## OBJECTIVE
Give back exactly the lines from the one containing "of the gothic" through the end of the records, including both, and no others.

## THE INPUT
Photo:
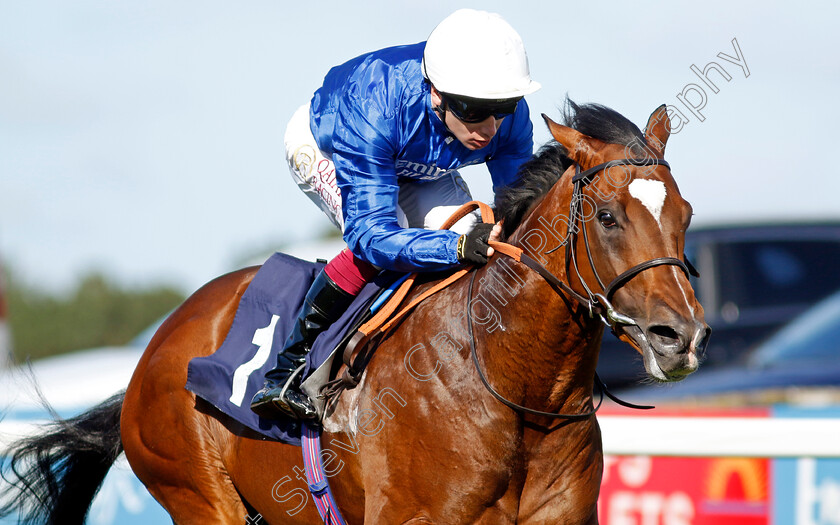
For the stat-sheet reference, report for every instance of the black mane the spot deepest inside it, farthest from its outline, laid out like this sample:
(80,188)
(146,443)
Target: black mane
(539,174)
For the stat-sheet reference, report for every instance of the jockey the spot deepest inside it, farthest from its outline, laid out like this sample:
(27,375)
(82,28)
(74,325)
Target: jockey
(378,149)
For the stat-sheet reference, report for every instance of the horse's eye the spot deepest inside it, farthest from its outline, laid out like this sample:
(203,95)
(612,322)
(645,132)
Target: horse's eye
(607,220)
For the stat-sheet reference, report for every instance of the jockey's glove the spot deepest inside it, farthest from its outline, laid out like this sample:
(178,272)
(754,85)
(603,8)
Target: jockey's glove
(472,246)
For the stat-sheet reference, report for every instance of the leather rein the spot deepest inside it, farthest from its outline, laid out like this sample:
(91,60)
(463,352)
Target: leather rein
(596,303)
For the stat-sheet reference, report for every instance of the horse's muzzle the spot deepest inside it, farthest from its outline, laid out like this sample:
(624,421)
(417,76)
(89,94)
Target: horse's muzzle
(674,349)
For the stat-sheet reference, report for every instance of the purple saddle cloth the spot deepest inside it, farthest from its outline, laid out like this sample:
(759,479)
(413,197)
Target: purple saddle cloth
(230,377)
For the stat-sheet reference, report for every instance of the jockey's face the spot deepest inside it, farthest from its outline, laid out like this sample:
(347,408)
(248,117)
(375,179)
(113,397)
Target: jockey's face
(473,135)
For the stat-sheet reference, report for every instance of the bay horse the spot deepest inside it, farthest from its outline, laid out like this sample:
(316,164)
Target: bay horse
(421,439)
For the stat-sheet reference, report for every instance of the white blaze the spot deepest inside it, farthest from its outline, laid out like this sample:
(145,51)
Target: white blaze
(651,193)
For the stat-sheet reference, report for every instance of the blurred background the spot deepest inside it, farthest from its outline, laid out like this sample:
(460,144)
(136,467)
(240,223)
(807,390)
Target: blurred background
(141,156)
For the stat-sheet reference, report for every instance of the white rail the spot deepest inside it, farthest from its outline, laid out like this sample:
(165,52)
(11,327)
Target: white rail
(673,436)
(721,436)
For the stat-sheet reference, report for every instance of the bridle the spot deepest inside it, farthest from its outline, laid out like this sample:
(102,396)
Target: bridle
(596,303)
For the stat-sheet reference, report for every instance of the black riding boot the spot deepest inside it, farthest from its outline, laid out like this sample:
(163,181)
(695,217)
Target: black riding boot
(324,304)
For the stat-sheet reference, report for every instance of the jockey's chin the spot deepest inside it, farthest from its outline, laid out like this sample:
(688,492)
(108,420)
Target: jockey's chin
(475,135)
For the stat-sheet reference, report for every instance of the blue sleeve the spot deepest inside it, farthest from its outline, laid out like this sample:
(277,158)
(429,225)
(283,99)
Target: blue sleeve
(517,148)
(364,146)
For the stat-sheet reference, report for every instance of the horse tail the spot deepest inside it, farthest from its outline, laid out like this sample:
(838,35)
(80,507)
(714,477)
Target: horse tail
(53,477)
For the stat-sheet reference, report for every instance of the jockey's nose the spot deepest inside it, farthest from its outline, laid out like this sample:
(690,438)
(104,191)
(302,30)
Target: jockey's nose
(488,127)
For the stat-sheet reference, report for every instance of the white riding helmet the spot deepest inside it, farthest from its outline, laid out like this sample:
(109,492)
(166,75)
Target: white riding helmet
(477,54)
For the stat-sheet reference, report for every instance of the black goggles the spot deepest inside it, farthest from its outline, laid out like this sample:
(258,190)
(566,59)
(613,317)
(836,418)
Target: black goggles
(472,110)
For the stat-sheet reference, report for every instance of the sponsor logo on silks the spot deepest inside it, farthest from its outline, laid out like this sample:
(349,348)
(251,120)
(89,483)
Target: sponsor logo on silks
(417,170)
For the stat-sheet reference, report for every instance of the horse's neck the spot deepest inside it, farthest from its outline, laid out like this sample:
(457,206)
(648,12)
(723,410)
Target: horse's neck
(537,345)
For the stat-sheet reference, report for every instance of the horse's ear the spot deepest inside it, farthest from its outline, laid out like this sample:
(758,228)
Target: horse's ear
(658,130)
(578,145)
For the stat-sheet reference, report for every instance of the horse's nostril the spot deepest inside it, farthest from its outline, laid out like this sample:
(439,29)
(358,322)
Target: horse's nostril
(703,342)
(663,337)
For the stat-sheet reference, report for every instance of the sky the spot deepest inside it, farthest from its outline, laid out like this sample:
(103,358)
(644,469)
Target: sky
(144,139)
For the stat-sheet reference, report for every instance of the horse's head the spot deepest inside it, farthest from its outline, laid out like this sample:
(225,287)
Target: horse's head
(621,219)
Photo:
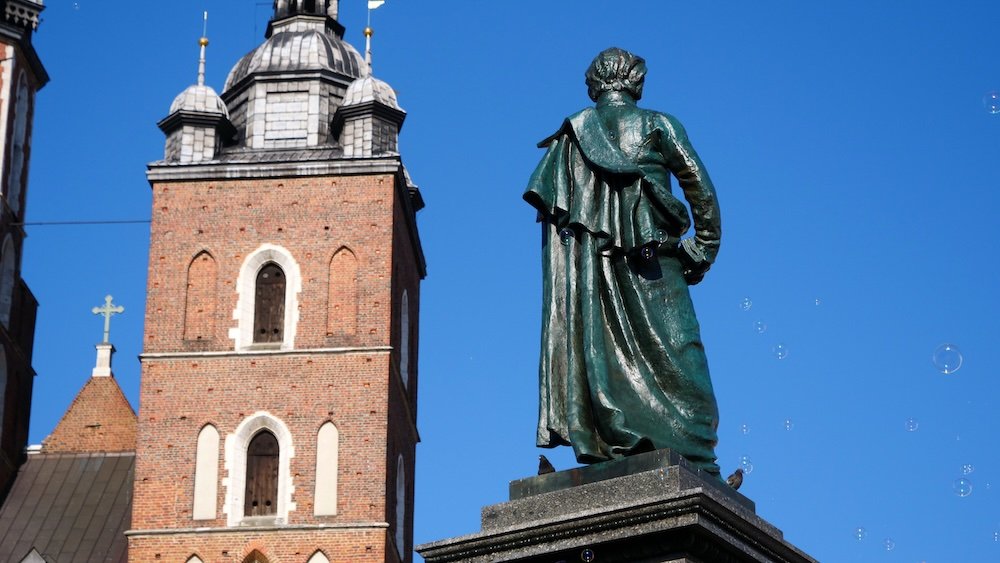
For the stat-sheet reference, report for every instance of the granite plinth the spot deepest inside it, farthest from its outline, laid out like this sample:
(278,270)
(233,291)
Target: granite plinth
(650,508)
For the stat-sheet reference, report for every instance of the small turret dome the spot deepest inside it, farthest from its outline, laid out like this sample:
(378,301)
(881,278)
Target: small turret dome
(201,99)
(299,49)
(370,89)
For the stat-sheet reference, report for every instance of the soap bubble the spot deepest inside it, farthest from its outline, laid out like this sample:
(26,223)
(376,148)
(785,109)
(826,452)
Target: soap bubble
(962,487)
(992,102)
(566,235)
(947,358)
(780,351)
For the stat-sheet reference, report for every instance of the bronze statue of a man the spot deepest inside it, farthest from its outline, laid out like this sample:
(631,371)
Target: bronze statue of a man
(623,369)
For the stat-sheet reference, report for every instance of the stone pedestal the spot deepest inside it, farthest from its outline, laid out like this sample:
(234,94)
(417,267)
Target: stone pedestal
(648,508)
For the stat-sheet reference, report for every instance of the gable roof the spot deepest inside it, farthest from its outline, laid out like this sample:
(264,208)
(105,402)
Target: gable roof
(71,508)
(100,419)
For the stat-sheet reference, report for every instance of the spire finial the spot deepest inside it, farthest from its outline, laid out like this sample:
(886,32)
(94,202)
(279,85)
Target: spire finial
(372,4)
(104,350)
(204,43)
(368,47)
(107,310)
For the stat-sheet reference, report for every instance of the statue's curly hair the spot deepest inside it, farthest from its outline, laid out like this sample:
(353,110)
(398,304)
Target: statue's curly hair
(618,70)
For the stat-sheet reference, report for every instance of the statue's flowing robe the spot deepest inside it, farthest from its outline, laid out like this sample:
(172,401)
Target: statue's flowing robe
(622,368)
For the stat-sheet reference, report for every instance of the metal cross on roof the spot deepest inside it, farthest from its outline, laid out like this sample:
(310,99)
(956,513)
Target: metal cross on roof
(107,310)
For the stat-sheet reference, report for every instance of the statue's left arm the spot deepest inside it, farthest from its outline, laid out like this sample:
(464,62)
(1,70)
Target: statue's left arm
(684,164)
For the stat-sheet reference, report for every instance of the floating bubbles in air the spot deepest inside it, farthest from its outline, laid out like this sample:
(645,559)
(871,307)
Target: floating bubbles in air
(566,235)
(992,102)
(780,351)
(962,487)
(947,358)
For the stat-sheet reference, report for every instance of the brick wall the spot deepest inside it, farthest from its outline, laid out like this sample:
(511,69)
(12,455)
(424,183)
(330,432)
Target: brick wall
(339,230)
(100,419)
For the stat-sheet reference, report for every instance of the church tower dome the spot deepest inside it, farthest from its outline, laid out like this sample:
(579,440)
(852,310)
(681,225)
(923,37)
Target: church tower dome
(198,123)
(280,352)
(201,98)
(284,93)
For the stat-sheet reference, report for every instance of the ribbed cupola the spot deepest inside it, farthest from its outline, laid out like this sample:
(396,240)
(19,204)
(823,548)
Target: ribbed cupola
(198,124)
(370,118)
(284,93)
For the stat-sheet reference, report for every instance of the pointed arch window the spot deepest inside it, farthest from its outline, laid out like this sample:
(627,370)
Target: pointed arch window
(342,311)
(400,506)
(261,496)
(404,340)
(8,265)
(269,304)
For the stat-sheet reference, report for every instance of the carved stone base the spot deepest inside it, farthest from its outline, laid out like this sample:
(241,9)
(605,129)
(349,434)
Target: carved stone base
(648,508)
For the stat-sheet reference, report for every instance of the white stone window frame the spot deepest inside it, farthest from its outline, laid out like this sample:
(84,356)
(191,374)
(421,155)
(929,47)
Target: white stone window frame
(236,467)
(400,536)
(206,474)
(327,467)
(404,339)
(246,285)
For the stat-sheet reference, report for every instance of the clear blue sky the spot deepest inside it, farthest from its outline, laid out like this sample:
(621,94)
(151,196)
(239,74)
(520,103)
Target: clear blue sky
(855,165)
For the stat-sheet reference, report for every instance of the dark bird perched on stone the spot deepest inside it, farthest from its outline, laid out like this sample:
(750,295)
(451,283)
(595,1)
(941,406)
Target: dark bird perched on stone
(736,479)
(544,466)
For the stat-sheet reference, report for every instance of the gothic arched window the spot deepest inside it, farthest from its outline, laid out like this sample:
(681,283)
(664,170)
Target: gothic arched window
(269,304)
(261,497)
(255,557)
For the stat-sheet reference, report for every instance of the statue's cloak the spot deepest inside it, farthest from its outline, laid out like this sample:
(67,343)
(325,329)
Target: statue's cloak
(622,368)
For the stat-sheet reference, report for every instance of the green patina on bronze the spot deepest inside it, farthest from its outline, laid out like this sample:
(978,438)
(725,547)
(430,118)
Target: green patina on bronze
(623,369)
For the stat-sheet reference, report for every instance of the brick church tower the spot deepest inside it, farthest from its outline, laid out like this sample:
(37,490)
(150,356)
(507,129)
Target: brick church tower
(21,75)
(277,414)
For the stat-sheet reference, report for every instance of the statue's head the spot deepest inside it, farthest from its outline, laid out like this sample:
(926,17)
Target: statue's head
(616,70)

## THE RESULT
For the stat-sheet reference, report for every instance of the gothic arched window the spot deepest inside it, farthest from its outline, laid out like this sample:
(681,283)
(664,170)
Target: gothic arched window
(269,304)
(261,497)
(255,557)
For the stat-sheet reference, report for every instance of the statue's cloak the spot deepest inside it, farthest from its outline, laid out like this sample:
(67,343)
(325,329)
Target: statue's cloak
(622,368)
For the stat-sheet reference, report for every instance of the green patina on bronze the spot deepest inside it, farthest from its outline, laid out like this sample:
(978,438)
(725,547)
(430,118)
Target: green patina on bronze
(623,369)
For the stat-sheet reference, report for every instance of the brick church tower the spot deepest inside it, farthest from its outline, laid out like this sample:
(37,490)
(150,356)
(507,129)
Target: brick church tower
(21,75)
(277,414)
For the stat-sheet reference, report for every instance of the statue's head the spot deepest inside it, farthest from its outline, laid out like this sample:
(926,17)
Target: statue's head
(616,70)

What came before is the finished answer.